─── Rows ───

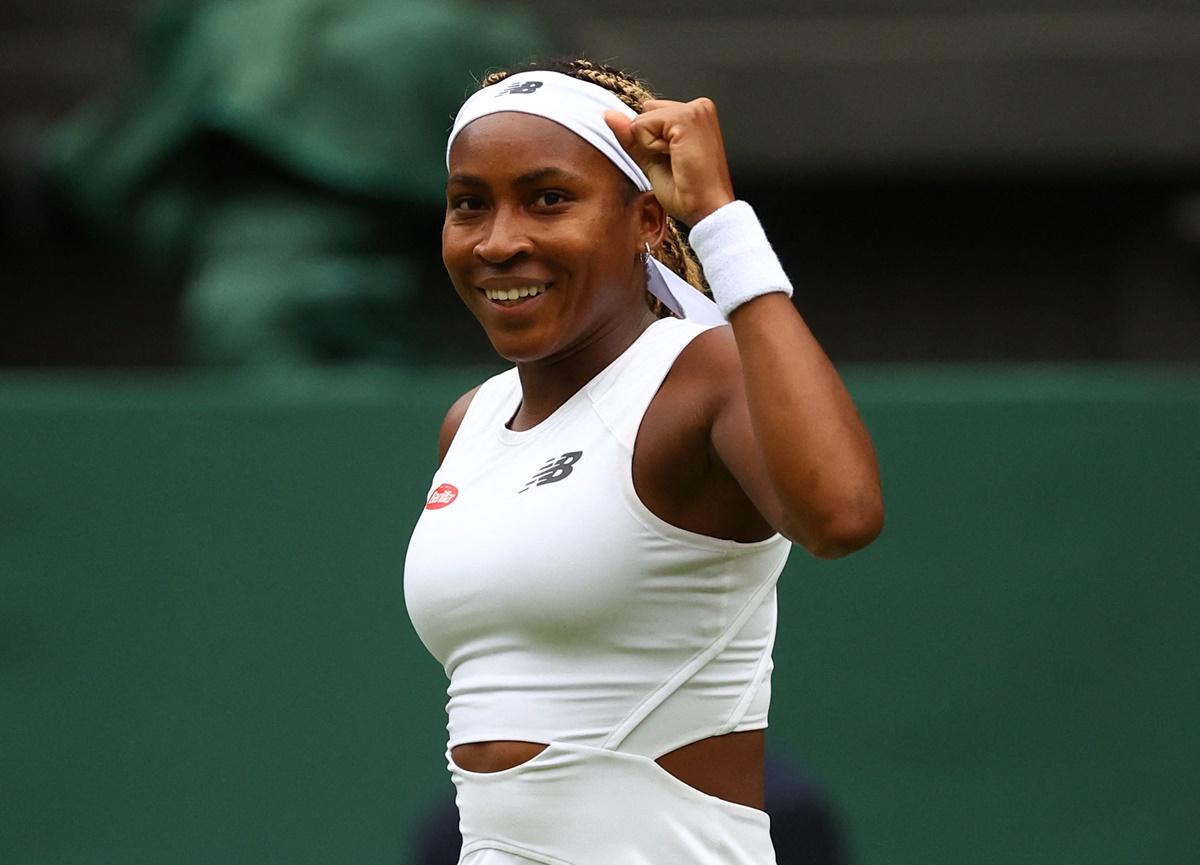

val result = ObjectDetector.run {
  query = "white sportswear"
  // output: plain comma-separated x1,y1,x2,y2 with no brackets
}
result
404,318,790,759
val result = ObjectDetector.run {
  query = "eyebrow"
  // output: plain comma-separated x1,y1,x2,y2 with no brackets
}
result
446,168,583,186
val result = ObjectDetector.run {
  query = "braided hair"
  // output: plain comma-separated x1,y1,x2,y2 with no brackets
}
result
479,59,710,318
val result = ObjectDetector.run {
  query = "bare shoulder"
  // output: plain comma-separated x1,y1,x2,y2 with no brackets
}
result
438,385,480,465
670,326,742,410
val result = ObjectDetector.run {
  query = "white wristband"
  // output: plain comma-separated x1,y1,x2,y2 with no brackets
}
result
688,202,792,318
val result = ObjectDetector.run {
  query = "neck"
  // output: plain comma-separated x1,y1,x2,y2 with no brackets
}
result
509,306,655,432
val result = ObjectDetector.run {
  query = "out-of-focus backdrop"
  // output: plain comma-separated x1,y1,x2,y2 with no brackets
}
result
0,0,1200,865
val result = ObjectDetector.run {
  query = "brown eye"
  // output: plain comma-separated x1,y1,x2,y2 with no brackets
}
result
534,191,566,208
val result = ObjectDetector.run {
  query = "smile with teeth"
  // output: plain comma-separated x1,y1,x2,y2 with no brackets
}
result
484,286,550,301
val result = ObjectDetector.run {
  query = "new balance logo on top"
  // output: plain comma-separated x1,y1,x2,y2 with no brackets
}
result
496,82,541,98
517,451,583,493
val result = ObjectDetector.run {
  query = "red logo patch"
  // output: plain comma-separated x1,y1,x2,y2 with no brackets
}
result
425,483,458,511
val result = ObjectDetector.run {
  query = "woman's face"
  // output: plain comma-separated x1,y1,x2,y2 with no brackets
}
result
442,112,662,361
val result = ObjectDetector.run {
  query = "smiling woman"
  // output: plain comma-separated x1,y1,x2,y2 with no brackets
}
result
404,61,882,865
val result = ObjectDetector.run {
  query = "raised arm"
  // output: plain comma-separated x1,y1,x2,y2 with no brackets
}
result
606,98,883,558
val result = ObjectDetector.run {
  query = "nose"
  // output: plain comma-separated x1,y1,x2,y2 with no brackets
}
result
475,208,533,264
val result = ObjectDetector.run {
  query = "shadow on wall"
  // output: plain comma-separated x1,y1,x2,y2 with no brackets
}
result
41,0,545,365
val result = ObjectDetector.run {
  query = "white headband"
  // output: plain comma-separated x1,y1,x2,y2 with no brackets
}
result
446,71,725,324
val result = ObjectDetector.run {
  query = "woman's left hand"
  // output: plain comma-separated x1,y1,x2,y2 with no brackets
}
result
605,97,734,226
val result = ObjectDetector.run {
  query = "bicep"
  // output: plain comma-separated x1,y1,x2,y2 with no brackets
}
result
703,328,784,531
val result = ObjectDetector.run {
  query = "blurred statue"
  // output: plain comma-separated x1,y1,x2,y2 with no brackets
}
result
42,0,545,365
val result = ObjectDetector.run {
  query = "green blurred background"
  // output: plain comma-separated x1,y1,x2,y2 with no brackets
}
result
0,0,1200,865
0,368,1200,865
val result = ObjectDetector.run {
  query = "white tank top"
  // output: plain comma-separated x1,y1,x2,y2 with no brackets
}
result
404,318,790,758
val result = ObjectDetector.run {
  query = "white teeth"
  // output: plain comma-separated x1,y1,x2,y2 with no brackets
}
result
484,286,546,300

───

> Written problem
Please reproduce the listing starting at its first line and ending at the line that contains "534,191,566,208", both included, offsetting every bounding box coordinate in the results by 98 and keeping all other lines unchanged. Leave the picture out of your answer.

> The completed task
val result = ObjectDetector.run {
  query = "white sportswear"
  // output: plain comma-separated x1,y1,x2,y2 with no brackets
}
result
502,416,888,857
val result = ObjectDetector.run {
  query = "eyebrow"
  // output: plain comma-separated x1,y1,x2,y2 with no brackets
}
result
544,266,681,284
val result = ObjectDetector.run {
  query = "braided hair"
  // output: plain comma-separated x1,y1,x2,y2 with no brackets
}
result
577,157,808,416
val result = ObjectDetector.run {
  query = "bare shoulder"
  // output: plain comma-separated x1,y1,x2,y2 with no brackets
}
result
536,483,578,563
768,424,840,508
val result = ObjectDetector.run {
  query = "white wristband"
  // output: plain comma-separated x1,y1,x2,y2 with no brackets
}
result
786,300,890,416
val result = ObjectDetector.run {
  query = "neck"
  // output: plain comma-separated x1,y1,x2,y2 with no brackets
}
result
607,404,753,530
val result = ObjectDetector.run {
  query = "out-of-focus backdrop"
  // output: plain comma-separated x1,y1,x2,y2 with no brackets
}
result
98,98,1298,963
val result = ObjectDetector.run {
  query = "brown eye"
  // output: plain comma-separated x1,y1,x2,y2 with no brackets
}
result
632,289,664,306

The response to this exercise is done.